» **Exercise brief**
Retype everything in the listing, leaving each line exactly as it is.

[Data for this task — start]

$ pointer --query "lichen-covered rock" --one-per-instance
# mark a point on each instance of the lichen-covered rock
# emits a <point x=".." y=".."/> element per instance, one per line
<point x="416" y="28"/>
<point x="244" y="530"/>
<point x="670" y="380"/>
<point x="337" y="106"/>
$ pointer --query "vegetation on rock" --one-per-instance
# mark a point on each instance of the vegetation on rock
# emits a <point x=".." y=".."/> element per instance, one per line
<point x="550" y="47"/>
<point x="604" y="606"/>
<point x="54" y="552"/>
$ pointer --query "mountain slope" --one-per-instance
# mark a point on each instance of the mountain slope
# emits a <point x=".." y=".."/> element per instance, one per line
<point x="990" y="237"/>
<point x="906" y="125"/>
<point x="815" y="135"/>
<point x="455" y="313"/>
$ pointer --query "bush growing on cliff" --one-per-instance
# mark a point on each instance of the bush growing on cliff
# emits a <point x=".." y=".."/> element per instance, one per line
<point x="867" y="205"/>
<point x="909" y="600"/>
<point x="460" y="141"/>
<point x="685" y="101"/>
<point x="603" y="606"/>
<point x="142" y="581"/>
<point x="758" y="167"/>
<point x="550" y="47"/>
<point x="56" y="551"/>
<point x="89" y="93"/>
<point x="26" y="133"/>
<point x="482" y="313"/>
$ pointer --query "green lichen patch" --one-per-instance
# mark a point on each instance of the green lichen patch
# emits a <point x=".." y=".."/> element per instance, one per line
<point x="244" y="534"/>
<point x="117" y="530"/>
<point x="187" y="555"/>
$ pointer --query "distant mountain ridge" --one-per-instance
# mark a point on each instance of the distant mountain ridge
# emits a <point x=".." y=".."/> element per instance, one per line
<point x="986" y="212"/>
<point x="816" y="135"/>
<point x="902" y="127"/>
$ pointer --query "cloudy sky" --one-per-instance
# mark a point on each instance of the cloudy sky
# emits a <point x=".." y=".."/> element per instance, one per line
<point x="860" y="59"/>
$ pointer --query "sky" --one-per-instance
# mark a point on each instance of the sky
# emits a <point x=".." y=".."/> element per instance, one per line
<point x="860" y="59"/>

[Data for this task — finish]

» **Result of this exercise**
$ pointer --query "lichen-covered rock" --one-per-instance
# mark a point on each instance of the lichen-covered rock
# emits a <point x=".." y=".."/> element per instance, one per line
<point x="416" y="28"/>
<point x="244" y="530"/>
<point x="670" y="380"/>
<point x="337" y="106"/>
$ pointer --query "vegetation on rock" --one-per-instance
# mark a point on each instance of the vegetation on rock
# emits a <point x=".." y=".."/> element per instance, one per line
<point x="550" y="47"/>
<point x="604" y="606"/>
<point x="54" y="552"/>
$ pointer --query "mountain slope" --one-per-instance
# mark a point on each instance of the mountain slope
# emits a <point x=".." y=".."/> element per instance, one per line
<point x="990" y="237"/>
<point x="906" y="125"/>
<point x="815" y="135"/>
<point x="455" y="313"/>
$ pointer --query "bush growing on cliff" --one-per-instance
# mark a point on each instance of the bush growing on cliff
# emits a <point x=".." y=".."/> element per instance, one per line
<point x="867" y="205"/>
<point x="909" y="600"/>
<point x="460" y="141"/>
<point x="685" y="101"/>
<point x="603" y="606"/>
<point x="142" y="581"/>
<point x="758" y="167"/>
<point x="550" y="47"/>
<point x="56" y="551"/>
<point x="89" y="93"/>
<point x="26" y="133"/>
<point x="482" y="313"/>
$ pointer --query "green lichen patch" --one-per-instance
# mark a point on each instance of the green lichen patch
# emits a <point x=".." y=".."/> element per instance, one per line
<point x="244" y="534"/>
<point x="117" y="530"/>
<point x="187" y="555"/>
$ pointer --query "distant mountain ridge" --one-per-instance
# mark a point on each instance of the distant mountain ridge
# emits a <point x=".." y=".."/> element per instance, one per line
<point x="986" y="212"/>
<point x="816" y="135"/>
<point x="902" y="127"/>
$ pointer --query "cloudy sky" --one-per-instance
# mark a point on each instance of the cloudy sky
# emits a <point x=".." y=".."/> element per instance, one per line
<point x="860" y="59"/>
$ pointer --query "sky" --one-per-instance
# mark a point on each instance of the sky
# emits a <point x=".." y=".."/> element per instance, one per line
<point x="860" y="59"/>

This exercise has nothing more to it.